* **Exercise A**: In the Long Bay trip thread, who picked the group up in Port Antonio after Warren had car problems?
* **Exercise B**: Which usernames post in the Long Bay trip thread? Give every one.
* **Exercise C**: Write the next post in the Long Bay trip thread, continuing from where the thread stops.

* **Passage shown**:
-- START --
# Negril.com Message Board Forums > Port Antonio Message Board >  A quick start To my Trip (Long Bay 2017)

## takinitslow

Wow its been busy since I got back so I am going to start a trip report but it might take awhile to get all done so here is a small taste.


So Friday, Feb 24 we loaded up in Negril at 7am for our 6hr journey to Port Antonio. The ride was easy and went pretty Quick. I had confirmed my ride with Warren the day before. So as we hit the edge of Port Antonio I get a call from Warren he has had some car problems and had to send his friend Norman to pick us up. I was a little worried at this point not Knowing what to expect. Well a real nice car shows up the guy gets out he is wearing a Geejam uniform. Well turned out he works at Geejam and since I had asked Warren to take us to see the Jolly Boys tonight he thought Norman would be the right guy. We hit Ramtellas for Food and beer and we are on our way after having some slight problems finding the house we pull up and start to unload. I walk out onto the patio and here is what I saw.

----------


## Vince

Now that's a VIEW!!!- Thanks for making time for our trip report  :Wink:

----------


## BuffaloSoldier

Ditto Vince.  Awesome start takinitslow.  Looking forward to more. 

We're down to 8 sleeps until we arrive (also staying in Long Bay).  Can't wait couldn't be more of an understatement.

BS

----------


## takinitslow

> Ditto Vince.  Awesome start takinitslow.  Looking forward to more. 
> 
> We're down to 8 sleeps until we arrive (also staying in Long Bay).  Can't wait couldn't be more of an understatement.
> 
> BS


Where are you staying Buffalo?

----------


## BuffaloSoldier

We are staying at pimento lodge.

----------


## brazz

Awesome!  Where is that view?

----------


## sammyb

Sorry things didn't work out with Warren but glad he got you sorted with another driver.  Wow that view!!!!!

----------


## takinitslow

> We are staying at pimento lodge.


That's like 5 houses from where we stayed.

----------


## BuffaloSoldier

> That's like 5 houses from where we stayed.
-- END --
Dataset items:
-- START --
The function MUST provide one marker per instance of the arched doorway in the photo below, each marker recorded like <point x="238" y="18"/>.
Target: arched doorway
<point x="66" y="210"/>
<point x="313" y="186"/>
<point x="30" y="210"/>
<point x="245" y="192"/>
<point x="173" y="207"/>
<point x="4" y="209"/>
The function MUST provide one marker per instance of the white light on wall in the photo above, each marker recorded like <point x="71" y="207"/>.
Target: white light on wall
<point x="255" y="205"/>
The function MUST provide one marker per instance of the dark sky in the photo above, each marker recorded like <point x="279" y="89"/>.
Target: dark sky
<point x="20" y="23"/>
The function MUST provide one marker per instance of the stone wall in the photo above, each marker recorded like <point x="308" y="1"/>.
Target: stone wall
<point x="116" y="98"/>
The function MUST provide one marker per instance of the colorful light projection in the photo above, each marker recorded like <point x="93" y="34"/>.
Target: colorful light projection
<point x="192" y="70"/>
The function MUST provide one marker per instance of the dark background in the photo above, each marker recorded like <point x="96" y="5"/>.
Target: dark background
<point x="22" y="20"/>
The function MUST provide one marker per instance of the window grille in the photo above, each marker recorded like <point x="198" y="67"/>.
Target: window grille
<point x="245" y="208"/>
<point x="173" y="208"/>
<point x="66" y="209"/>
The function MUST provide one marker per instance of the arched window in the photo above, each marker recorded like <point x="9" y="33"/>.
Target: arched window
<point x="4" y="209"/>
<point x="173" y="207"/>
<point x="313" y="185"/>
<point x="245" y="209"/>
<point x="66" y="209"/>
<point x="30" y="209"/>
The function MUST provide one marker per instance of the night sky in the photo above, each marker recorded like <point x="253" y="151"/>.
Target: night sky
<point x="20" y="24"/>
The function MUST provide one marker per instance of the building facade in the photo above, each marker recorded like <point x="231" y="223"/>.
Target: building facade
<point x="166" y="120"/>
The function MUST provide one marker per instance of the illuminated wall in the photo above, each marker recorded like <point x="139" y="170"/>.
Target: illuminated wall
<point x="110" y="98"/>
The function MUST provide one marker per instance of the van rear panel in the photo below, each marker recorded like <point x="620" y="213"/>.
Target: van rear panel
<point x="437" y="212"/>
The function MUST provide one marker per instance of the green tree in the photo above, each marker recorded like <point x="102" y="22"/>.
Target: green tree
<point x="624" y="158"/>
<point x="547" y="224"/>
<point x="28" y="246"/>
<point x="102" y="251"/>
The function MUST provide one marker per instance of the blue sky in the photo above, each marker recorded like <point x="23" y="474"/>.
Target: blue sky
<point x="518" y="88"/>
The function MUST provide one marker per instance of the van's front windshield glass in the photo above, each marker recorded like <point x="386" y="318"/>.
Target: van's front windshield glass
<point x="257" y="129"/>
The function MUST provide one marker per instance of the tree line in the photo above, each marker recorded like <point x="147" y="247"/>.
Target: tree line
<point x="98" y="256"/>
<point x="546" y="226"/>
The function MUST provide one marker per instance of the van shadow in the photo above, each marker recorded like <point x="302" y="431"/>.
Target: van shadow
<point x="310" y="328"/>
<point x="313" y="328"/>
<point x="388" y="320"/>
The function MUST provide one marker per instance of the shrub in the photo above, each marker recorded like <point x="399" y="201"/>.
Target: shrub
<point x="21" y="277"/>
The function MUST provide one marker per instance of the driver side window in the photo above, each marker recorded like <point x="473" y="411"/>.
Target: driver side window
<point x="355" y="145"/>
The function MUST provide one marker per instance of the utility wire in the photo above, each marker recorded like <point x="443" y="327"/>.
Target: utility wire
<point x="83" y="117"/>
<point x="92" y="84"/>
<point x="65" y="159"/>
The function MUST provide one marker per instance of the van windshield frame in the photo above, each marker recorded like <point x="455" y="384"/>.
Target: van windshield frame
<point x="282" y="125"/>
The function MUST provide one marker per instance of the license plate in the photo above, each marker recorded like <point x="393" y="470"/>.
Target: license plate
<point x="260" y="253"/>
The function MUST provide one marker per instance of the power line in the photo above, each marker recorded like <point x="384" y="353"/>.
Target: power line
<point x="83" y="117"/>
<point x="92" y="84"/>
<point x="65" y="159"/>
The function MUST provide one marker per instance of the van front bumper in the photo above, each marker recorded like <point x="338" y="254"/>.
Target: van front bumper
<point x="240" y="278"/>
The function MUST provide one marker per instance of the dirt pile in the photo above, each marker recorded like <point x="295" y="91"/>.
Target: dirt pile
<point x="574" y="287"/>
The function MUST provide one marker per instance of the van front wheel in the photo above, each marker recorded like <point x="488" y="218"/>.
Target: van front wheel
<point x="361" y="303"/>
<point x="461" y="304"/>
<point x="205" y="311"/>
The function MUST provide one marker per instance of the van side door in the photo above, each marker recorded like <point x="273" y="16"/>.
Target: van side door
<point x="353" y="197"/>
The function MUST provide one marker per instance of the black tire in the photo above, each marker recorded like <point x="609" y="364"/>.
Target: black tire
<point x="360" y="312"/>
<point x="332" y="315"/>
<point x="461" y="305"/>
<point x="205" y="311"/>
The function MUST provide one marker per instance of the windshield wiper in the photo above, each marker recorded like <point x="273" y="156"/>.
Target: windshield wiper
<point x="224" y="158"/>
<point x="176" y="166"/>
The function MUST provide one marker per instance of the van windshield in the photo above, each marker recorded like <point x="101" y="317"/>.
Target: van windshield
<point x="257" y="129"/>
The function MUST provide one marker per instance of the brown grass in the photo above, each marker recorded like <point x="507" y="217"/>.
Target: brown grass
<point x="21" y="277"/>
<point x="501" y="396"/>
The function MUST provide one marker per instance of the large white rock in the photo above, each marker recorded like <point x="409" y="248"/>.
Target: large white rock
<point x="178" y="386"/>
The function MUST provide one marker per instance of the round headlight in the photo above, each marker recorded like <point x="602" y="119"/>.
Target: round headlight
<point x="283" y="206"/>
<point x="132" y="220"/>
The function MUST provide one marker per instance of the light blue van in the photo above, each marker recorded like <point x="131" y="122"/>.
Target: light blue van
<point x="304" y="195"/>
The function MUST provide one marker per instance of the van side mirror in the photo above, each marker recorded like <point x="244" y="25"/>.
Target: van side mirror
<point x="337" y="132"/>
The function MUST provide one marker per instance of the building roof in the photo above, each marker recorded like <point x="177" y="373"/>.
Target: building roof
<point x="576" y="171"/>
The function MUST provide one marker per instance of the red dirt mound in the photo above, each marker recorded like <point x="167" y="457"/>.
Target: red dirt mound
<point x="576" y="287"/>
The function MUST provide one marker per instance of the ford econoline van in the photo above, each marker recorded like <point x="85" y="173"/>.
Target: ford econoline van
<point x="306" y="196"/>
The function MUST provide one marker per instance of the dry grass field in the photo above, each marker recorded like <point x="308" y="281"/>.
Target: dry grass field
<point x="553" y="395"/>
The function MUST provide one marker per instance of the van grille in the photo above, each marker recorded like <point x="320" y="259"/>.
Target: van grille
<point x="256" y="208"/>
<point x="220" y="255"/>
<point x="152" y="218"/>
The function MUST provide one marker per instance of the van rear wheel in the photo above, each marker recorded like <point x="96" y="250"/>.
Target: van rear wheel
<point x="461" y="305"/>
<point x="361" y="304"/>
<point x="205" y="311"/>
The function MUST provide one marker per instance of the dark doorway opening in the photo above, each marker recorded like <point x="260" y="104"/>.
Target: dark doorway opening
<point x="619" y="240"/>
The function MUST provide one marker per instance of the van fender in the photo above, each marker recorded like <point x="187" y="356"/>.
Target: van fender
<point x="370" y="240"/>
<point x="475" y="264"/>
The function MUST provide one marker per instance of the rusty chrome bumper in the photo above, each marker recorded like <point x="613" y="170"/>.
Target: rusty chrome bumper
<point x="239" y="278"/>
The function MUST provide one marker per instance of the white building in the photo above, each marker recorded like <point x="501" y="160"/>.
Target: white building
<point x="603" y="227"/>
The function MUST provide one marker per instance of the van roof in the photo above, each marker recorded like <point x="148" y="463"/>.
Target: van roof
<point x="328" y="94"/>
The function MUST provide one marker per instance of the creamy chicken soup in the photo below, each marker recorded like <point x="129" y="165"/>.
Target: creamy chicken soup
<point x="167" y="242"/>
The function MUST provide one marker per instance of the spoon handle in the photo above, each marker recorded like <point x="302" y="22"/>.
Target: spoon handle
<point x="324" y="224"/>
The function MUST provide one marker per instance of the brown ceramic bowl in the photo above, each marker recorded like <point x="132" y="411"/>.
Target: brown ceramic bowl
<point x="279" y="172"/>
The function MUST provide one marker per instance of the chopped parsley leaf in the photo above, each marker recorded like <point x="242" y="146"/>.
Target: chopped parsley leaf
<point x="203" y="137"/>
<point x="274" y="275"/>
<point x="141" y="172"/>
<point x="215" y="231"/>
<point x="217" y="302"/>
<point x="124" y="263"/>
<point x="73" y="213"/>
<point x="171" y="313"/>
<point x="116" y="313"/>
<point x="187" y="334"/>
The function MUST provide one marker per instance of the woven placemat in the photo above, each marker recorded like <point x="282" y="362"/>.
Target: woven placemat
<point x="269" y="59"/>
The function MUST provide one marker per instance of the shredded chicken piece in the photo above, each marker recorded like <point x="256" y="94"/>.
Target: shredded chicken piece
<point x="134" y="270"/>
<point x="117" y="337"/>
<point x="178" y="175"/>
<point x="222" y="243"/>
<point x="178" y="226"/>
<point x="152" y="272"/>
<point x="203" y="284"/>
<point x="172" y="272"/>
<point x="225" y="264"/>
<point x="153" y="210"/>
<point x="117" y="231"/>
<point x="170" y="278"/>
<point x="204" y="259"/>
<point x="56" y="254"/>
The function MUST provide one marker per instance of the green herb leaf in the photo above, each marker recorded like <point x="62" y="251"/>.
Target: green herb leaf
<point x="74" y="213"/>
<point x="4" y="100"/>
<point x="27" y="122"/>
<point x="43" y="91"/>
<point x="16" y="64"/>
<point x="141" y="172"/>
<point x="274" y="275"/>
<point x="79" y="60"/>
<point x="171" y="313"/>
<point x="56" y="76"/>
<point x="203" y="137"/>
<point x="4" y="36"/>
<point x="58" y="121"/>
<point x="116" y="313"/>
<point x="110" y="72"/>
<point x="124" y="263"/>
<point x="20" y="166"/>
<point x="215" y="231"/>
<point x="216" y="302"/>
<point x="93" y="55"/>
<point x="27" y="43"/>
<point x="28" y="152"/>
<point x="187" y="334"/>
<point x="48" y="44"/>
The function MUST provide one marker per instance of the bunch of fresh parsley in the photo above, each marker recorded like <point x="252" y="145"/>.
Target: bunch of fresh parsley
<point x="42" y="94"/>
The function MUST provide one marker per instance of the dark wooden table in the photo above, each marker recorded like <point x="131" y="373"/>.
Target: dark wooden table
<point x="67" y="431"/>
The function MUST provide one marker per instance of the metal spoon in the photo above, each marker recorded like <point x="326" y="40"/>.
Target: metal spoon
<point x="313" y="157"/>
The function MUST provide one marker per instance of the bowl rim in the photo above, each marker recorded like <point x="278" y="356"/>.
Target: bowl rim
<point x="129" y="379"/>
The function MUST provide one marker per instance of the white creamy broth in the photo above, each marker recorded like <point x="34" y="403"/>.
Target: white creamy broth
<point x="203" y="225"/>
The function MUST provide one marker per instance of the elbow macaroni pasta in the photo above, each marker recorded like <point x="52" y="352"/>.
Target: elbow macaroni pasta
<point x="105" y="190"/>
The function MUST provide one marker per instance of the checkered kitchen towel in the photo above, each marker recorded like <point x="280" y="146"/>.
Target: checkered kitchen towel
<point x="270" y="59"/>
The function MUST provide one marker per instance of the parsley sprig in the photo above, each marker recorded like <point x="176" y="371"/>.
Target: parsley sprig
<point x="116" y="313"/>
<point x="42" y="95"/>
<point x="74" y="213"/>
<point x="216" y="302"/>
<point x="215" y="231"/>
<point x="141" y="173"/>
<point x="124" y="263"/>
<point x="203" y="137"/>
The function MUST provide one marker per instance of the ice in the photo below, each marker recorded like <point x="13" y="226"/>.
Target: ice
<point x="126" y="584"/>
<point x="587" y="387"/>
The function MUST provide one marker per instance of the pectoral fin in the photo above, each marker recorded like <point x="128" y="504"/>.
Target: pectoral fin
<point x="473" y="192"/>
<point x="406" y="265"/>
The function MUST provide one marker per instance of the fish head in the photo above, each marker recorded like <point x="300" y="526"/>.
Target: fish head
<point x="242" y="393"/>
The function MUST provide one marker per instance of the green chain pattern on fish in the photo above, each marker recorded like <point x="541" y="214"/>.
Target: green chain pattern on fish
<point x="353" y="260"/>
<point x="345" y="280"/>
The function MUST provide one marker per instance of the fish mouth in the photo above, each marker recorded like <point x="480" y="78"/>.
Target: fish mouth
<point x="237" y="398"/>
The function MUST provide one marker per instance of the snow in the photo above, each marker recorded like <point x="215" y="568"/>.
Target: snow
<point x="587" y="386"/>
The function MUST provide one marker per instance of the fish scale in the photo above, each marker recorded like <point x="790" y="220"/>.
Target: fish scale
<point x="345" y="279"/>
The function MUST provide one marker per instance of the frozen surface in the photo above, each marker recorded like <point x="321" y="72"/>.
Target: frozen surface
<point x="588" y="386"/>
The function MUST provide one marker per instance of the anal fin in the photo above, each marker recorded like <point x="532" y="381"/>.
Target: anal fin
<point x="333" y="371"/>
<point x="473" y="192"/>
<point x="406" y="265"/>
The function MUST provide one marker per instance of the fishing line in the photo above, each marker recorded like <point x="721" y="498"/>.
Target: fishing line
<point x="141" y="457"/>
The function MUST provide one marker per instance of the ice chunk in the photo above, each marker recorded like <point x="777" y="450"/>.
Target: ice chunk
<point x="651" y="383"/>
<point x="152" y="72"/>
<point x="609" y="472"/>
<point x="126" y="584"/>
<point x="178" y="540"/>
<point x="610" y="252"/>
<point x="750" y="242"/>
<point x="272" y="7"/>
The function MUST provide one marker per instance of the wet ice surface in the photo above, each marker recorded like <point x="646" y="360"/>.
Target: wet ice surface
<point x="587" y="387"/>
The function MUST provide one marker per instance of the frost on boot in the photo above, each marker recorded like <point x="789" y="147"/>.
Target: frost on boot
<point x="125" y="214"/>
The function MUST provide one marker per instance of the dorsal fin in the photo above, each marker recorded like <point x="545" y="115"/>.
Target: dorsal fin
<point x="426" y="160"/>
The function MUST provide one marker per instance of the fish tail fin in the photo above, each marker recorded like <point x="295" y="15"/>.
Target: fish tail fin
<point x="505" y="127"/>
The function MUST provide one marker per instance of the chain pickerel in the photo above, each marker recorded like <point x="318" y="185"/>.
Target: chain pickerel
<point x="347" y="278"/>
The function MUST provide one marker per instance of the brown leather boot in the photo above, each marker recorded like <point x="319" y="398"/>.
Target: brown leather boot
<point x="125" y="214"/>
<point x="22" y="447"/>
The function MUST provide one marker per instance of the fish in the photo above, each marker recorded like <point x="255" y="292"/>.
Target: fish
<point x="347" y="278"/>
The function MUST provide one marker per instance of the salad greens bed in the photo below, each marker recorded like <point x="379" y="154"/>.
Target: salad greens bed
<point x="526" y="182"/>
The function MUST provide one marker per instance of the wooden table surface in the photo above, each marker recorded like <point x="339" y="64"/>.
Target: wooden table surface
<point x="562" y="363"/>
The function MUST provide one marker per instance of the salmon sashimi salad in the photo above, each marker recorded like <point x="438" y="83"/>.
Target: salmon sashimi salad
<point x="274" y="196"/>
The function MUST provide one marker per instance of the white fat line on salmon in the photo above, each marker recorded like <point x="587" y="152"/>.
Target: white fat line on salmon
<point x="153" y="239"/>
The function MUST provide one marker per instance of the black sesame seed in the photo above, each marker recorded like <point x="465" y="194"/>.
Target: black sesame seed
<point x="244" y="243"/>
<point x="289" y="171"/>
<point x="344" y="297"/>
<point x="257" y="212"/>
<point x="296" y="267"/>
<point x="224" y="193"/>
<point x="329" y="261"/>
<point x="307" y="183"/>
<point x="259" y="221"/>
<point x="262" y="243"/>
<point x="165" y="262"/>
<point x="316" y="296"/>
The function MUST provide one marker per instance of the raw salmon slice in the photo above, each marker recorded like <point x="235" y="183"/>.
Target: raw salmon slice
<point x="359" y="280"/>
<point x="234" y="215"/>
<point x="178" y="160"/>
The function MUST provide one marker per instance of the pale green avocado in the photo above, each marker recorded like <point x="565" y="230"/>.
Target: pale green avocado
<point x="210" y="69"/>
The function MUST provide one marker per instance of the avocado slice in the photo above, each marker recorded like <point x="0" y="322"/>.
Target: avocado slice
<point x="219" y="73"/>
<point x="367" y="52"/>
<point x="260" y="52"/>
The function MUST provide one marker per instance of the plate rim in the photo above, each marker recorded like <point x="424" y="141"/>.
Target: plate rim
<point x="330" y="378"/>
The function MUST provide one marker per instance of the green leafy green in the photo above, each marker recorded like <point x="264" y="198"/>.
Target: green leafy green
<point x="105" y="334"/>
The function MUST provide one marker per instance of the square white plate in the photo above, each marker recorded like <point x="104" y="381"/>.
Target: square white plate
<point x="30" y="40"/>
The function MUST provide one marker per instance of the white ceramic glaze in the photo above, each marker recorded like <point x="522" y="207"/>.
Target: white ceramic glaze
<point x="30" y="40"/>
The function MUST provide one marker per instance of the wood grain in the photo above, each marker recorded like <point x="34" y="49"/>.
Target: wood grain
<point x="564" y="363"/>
-- END --
* **Exercise result A**: Norman, a friend of Warren's who works at Geejam.

* **Exercise result B**: takinitslow, Vince, BuffaloSoldier, brazz, sammyb

* **Exercise result C**:
Excellent news - I hope our view is as spectacular as yours :Big Grin:

----------


## takinitslow

Sorry everyone I have had major computer problems and cant post any pictures so I am getting a new laptop tonight so hopefully I can continue my trip report as I have lots of pictures

----------


## sammyb

Take your time Takinitslow, I know it will be worth the wait  :Smile:

----------


## takinitslow

Ok so back to my trip Friday night Norman had made us a 8:30 reservation at Geejam because last year Steve told us that if we came back we had to see the Jolly Boys play. Norman arrives to pick us up at 8:15 we arrive at Geejam at 8:40 we walk in the place is packed no place to sit. Steve comes and says hi says your table will be ready in 5 min. WE wait by the pool table for our table and start to enjoy the music. Norman comes and gets us a few min later. Your table is ready he leads us over to what I would say was the best table in the bar right center in front of the band. Not sure how we acquired the best table but I wasn't complaining. The band didn't disappoint. Probably the best mento band I have heard. We stay till the music over and its time to get some sleep its been a long day. Norman is waiting to take us home. (I have a video of the Jolly Boys I will post soon) I wake up the sun is coming in the window there are all kind of animal noises coming foom outside. I open the doors and find a lot of new friends.

Momma says she is hungry so I start to prepare her favorite breakfast when we are in Jamaica

We decide we should spend our first day at Winnifred beach so I start to get the bags ready to go for the day and we set off down the drive way and walk down the hill to catch a route taxi. Chris a friend of the lady who owns the house is hanging out at the bottom of the hill he calls us over to chat and helps us get a cab. The taxi drops us at the entrance to Winnifred and we start the trek down to the beach. Its just as beautiful as I remembered. We set up our stuff and head to the water to take our first swim

----------


## Vince

NICE!!! Waking up to the animals in Jamaica is more pleasant than here. lol Beach looks RAD!!!!!!

----------


## sammyb

Loving this!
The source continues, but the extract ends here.